> **STATED PROBLEM**
In the passage below about the heavy snowfall in Kildare, list every kind of place or institution that the Taoiseach is said to have closed.

> **DOCUMENT PASSAGE**
%%

A Change from the Usual


It's Day 3.

No, it's not a film, it's real life. It has snowed consistently for three days here in my corner of Kildare. I've seen snow before. I've worked in Finland so I know real snow and real cold. This is different, eerily different.

Never have I heard an Irish Taoiseach (Prime Minister) appeal to people to stay indoors for 24 hours, to close all airports, sea-ports, colleges, banks, schools, essentially the whole country. Some would argue against this "nanny-state" mentality but in a way, it's strangely comforting. To hear our national leader, the voice of our nation say "We don't need any heroes" is something I only ever expected to hear from Tina Turner.

Still, here we are, in a country that has been closed down. I get it. Some don't. I'm thinking specifically of the idiots (or are they heroes?) who ignored the State's advice and headed out anyway only to become stuck in a snow drift and requiring the Emergency Services to divert from their important tasks to rescue boneheads.

%%

> **SUPPLIED RECORDS**
%%

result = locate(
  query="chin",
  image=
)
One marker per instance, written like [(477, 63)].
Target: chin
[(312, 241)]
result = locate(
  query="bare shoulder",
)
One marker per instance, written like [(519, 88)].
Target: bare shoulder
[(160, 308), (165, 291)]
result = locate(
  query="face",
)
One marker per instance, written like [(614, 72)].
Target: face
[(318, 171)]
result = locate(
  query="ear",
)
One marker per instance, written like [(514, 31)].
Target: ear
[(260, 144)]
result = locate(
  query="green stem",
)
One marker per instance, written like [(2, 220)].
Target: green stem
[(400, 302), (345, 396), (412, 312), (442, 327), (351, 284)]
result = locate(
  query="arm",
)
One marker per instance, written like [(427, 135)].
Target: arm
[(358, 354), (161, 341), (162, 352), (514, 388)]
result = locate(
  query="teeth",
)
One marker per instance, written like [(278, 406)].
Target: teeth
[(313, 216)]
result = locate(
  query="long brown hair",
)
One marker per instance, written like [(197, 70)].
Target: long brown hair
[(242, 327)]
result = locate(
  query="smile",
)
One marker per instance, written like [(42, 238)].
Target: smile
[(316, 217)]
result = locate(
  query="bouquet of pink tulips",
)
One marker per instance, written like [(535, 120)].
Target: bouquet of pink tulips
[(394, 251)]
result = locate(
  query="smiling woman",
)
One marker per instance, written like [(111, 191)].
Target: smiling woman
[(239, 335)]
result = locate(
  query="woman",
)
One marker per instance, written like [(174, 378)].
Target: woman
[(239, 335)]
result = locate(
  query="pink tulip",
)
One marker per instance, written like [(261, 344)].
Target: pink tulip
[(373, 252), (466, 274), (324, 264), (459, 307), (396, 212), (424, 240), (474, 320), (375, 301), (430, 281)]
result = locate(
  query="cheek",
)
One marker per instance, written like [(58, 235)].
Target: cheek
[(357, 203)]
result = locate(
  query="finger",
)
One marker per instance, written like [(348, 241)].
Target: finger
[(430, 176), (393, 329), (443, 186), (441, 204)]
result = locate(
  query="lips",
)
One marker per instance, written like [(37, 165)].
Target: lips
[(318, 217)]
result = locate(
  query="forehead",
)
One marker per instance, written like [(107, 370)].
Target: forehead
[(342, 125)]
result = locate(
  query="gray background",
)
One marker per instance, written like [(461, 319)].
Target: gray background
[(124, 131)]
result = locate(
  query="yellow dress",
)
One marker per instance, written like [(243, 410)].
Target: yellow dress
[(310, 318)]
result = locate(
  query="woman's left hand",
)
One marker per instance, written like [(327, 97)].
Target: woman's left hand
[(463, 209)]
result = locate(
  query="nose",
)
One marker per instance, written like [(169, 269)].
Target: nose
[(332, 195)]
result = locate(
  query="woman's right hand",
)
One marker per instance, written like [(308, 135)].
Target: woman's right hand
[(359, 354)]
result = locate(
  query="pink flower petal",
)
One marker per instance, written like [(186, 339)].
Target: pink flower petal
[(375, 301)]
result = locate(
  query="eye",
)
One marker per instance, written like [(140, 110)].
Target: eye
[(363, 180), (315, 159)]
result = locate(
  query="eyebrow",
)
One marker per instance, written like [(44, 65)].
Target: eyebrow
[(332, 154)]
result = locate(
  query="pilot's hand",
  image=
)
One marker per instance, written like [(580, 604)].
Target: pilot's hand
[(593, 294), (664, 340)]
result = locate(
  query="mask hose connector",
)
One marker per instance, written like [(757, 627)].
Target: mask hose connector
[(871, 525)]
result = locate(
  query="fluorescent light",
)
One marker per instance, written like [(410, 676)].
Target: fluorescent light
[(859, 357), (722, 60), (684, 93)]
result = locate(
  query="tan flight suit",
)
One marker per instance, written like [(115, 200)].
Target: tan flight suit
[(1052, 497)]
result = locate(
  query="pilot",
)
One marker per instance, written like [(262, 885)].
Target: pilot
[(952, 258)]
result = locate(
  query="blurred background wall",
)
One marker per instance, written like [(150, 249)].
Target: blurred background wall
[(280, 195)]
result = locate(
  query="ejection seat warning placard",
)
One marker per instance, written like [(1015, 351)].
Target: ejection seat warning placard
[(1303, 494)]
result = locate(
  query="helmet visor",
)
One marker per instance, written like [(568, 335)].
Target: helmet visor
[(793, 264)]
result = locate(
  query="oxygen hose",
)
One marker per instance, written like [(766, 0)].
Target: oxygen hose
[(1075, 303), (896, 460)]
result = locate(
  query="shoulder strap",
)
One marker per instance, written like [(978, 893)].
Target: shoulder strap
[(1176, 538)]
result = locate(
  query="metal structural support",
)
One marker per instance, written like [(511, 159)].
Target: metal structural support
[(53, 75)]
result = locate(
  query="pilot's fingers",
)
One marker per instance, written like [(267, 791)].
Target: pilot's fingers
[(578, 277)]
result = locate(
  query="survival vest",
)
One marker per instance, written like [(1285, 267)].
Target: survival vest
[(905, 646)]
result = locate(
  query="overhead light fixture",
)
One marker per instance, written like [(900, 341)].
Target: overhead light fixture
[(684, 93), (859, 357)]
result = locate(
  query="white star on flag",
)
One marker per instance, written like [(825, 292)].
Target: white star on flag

%%

> **COMPLETED EXERCISE**
Airports, sea-ports, colleges, banks, schools